--- start ---

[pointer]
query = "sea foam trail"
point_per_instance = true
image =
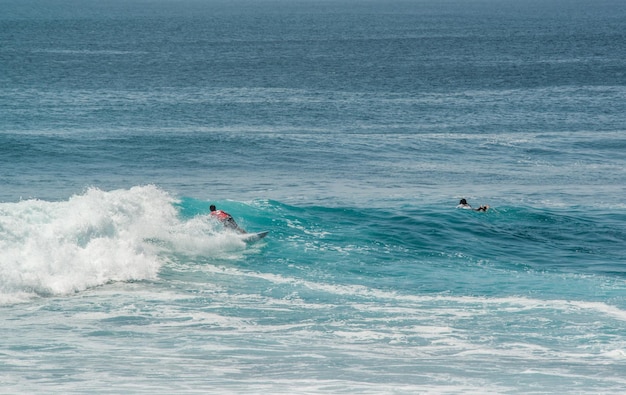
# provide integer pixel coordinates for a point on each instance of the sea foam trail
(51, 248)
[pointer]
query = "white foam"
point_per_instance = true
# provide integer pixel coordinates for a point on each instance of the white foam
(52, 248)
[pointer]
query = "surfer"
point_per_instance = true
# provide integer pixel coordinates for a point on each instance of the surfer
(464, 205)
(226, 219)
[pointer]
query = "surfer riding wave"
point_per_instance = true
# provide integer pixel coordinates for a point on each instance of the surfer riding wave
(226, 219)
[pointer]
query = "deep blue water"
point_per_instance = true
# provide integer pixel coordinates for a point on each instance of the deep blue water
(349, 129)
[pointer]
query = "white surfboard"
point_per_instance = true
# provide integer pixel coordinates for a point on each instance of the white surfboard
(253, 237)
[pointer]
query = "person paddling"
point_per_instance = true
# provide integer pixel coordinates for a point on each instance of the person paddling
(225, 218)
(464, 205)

--- end ---
--- start ---

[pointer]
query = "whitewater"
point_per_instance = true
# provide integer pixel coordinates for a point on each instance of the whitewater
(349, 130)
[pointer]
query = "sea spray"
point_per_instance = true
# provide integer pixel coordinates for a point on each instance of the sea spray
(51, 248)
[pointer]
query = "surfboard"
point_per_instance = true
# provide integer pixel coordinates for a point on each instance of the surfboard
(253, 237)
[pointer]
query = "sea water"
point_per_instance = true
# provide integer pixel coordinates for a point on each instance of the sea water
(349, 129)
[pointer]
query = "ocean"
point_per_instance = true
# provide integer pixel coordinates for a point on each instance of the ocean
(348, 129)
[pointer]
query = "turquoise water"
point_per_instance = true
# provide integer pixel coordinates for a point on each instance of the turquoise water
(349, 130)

--- end ---
--- start ---

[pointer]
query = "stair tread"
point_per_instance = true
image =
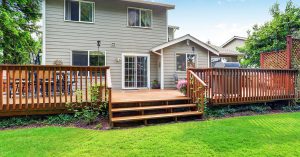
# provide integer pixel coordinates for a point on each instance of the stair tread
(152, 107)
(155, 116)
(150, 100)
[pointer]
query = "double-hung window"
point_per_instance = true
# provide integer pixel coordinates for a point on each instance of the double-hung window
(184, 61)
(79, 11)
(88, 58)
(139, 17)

--- end ---

▶ INSTRUCTIONS FOR THE TASK: Extract every line in the records above that contains the string "spray", matching uppercase and lowercase exactly.

▶ OUTPUT BELOW:
query = "sea spray"
# provide integer pixel coordinates for a point on each instance of the sea spray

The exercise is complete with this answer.